Named object pointing entries:
--- BEGIN ---

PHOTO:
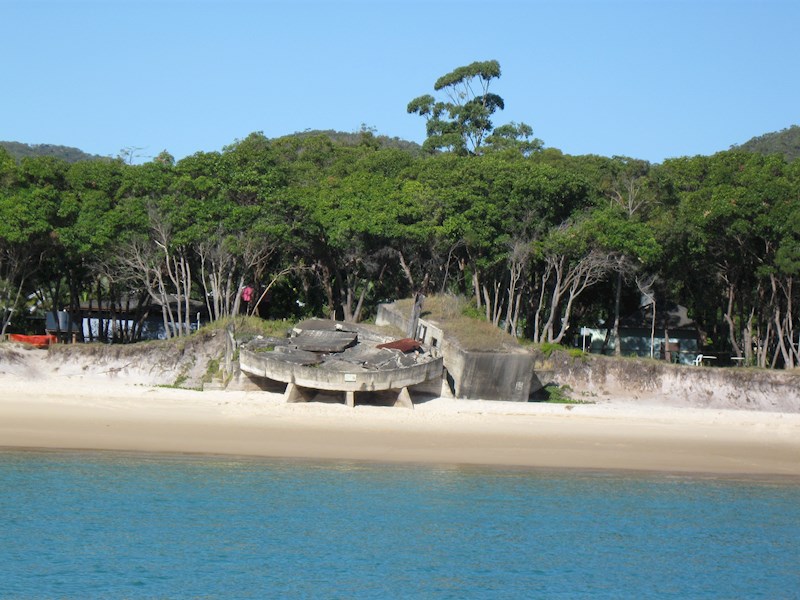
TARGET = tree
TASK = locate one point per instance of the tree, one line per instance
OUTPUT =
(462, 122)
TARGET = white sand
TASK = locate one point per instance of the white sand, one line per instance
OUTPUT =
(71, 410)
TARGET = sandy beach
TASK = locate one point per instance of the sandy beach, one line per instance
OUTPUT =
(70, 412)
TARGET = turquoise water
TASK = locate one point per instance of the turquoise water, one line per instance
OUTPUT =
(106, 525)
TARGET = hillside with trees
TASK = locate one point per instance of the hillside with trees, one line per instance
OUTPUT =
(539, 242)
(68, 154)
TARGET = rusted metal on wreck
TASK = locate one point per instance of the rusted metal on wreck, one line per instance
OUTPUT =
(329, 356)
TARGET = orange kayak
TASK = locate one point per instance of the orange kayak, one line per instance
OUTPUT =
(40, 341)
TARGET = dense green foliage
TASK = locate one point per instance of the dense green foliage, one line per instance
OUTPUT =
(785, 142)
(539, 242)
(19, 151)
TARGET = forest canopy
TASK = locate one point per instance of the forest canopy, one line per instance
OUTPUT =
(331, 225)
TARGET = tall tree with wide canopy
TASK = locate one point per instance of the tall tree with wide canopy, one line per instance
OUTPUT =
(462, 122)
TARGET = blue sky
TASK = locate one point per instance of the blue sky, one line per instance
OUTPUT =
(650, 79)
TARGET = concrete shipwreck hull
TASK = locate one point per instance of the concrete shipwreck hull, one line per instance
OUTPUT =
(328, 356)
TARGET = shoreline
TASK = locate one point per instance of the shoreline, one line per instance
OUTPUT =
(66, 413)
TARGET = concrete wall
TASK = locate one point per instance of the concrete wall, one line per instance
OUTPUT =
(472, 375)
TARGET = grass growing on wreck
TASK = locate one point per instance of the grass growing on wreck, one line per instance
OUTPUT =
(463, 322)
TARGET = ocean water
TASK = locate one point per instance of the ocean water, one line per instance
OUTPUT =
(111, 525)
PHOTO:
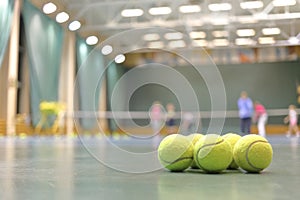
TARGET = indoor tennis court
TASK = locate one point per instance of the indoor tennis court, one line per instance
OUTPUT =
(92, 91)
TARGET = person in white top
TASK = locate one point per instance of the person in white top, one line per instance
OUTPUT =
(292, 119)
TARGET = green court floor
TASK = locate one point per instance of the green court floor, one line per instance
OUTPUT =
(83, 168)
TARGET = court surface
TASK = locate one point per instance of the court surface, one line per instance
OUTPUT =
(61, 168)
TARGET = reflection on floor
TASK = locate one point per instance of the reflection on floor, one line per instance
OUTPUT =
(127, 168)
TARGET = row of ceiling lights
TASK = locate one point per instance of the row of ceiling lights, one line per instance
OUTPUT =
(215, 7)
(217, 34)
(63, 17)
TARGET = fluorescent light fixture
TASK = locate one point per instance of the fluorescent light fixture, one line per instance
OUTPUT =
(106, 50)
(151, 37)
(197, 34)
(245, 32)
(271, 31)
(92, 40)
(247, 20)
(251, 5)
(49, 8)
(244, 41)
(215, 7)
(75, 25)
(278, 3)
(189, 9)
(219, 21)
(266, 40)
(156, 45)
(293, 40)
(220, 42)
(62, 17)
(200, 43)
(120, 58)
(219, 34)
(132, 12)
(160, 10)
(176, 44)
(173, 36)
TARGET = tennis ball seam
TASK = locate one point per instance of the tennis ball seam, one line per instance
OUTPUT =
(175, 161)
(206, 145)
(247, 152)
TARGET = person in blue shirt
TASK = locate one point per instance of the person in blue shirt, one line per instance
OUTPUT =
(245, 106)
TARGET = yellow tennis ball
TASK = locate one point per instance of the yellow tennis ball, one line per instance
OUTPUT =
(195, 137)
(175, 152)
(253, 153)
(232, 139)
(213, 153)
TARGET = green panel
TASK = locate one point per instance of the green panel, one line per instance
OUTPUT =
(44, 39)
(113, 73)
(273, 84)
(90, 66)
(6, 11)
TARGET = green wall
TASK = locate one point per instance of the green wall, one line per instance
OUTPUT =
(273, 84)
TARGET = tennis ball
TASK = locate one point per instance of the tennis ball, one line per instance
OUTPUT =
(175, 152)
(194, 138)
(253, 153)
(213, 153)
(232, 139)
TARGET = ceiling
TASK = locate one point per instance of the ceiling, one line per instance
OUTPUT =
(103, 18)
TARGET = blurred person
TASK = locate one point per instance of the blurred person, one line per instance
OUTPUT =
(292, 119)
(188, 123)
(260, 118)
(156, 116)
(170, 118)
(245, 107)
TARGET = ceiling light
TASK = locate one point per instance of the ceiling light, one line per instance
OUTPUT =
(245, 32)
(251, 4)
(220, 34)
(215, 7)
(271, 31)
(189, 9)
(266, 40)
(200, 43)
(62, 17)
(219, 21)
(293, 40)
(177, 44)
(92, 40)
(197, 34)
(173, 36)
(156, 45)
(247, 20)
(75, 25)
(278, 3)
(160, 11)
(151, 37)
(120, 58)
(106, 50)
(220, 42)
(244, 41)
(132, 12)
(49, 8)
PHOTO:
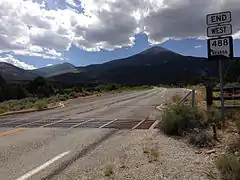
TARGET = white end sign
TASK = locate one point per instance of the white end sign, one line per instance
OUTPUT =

--- END ---

▶ **Work to do**
Keep the pictures out of your copy, and repeat every entry above exactly.

▶ **Reply to the exercise**
PHOTO:
TARGET = tree
TASK = locate one point per instance of the tree, one line per instance
OUTPUT =
(462, 122)
TARGET = white sand
TASK = locate one point per instance of the white sand, one line per instance
OUTPUT =
(71, 410)
TARGET = sandy beach
TASK = locate one point per instance of the sandy beach, one line per instance
OUTPUT =
(70, 412)
TARGET = turquoise water
TASK = locate one point per instance of the turquoise water, one line per instance
OUTPUT =
(106, 525)
TARGET = hillside with trees
TASK = locate one point per instance of the hillside with trees, one line per instance
OUTPUT =
(539, 242)
(68, 154)
TARGET = rusted metal on wreck
TASK = locate one point per instance of the rusted metal on wreck, one line per instance
OUTPUT =
(329, 356)
TARGET = orange kayak
TASK = locate one point per instance of the orange kayak, one line per instance
OUTPUT =
(40, 341)
TARGET = dense green foliage
TASK = locate one point per instance of the dense green foliage, one line per instance
OUTPUT =
(785, 142)
(539, 242)
(19, 151)
TARGET = forest canopy
TASK = locate one point per instance of the forest canopy, one line per instance
OUTPUT =
(331, 225)
TARGET = tall tree with wide canopy
TASK = locate one point per instance of the tall tree with wide canopy, one line per instance
OUTPUT =
(462, 122)
TARGET = blue sky
TASK = locate one point per instance of the blue sky, one line per instance
OUTPUT =
(650, 79)
TARGET = concrete shipwreck hull
TASK = locate one point per instance of the concrete shipwreck hull, one line per instance
OUTPUT =
(328, 356)
TARGET = shoreline
TASK = locate one point per instance of the shoreline, one line per instance
OUTPUT =
(66, 413)
TARGET = concrete wall
TASK = locate one point per instance of the concrete wall, one line per instance
OUTPUT =
(472, 375)
TARGET = grass growing on wreck
TASK = locate one point per instance of the grass growing on wreck, one line per instance
OUTPUT =
(463, 322)
TARGET = ocean water
TASK = locate one point per instance of the ocean water, one line per instance
OUTPUT =
(111, 525)
PHOTO:
TARGET = indoor tennis court
TASK = locate one point per instance of the indoor tennis court, one line per instance
OUTPUT =
(92, 91)
TARGET = person in white top
TASK = locate one point per instance of the person in white top, one line per instance
OUTPUT =
(292, 119)
TARGET = green court floor
TASK = locate one point per instance of the green court floor, one line per instance
OUTPUT =
(83, 168)
TARGET = court surface
TASK = locate one point per instance of the court surface, one line per instance
OUTPUT =
(61, 168)
TARGET = reflection on floor
TASK = locate one point per instance of the reflection on floor, one line per instance
OUTPUT =
(127, 168)
TARGET = row of ceiling lights
TASK = locate one point per instance of the row of ceiling lights, one line per instance
OUTPUT =
(215, 7)
(217, 34)
(63, 17)
TARGET = fluorescent light fixture
TASK = locate one point per instance of the fluorescent light fixture, one line per instance
OUTPUT =
(106, 50)
(151, 37)
(197, 34)
(245, 32)
(271, 31)
(92, 40)
(247, 20)
(251, 5)
(49, 8)
(244, 41)
(215, 7)
(75, 25)
(278, 3)
(189, 9)
(219, 21)
(266, 40)
(156, 45)
(293, 40)
(220, 42)
(62, 17)
(200, 43)
(120, 58)
(219, 34)
(132, 12)
(160, 10)
(176, 44)
(173, 36)
TARGET = tennis ball seam
TASK = locate one point per instance of the tennis ball seam, one line per instance
OUTPUT =
(175, 161)
(206, 145)
(247, 152)
TARGET = person in blue shirt
TASK = locate one point per instance of the person in blue shirt, one line per instance
OUTPUT =
(245, 106)
TARGET = yellow tennis ball
TASK = locate one point per instance of the yellow tennis ball, one line per instance
OUTPUT =
(195, 137)
(175, 152)
(253, 153)
(232, 139)
(213, 153)
TARGET = green panel
TASK = locate one point per instance of the green panel, one line per instance
OUTPUT =
(44, 39)
(113, 73)
(273, 84)
(90, 66)
(6, 11)
TARGET = green wall
TASK = locate one point per instance of the green wall, one line per instance
OUTPUT =
(273, 84)
TARGET = tennis ball
TASK = locate one point per instance of the tennis ball, one line per instance
OUTPUT =
(175, 152)
(194, 138)
(253, 153)
(213, 153)
(232, 139)
TARGET = ceiling
TASK = locate one point per instance of the ceiling, one line per instance
OUTPUT =
(103, 18)
TARGET = blurred person
TASK = locate one point per instance of the blurred person, one line per instance
OUTPUT =
(292, 119)
(188, 123)
(260, 118)
(156, 116)
(170, 118)
(245, 107)
TARGET = ceiling light
TASK = locate one point per instance of the ceiling light, one line per instance
OUTPUT =
(245, 32)
(251, 4)
(220, 34)
(215, 7)
(271, 31)
(189, 9)
(266, 40)
(200, 43)
(62, 17)
(219, 21)
(293, 40)
(177, 44)
(92, 40)
(197, 34)
(173, 36)
(156, 45)
(247, 20)
(75, 25)
(278, 3)
(160, 11)
(151, 37)
(120, 58)
(106, 50)
(220, 42)
(244, 41)
(132, 12)
(49, 8)
PHOTO:
TARGET = white end sign
TASK = locate one point per instance of the white end sign, one line per instance
OUTPUT =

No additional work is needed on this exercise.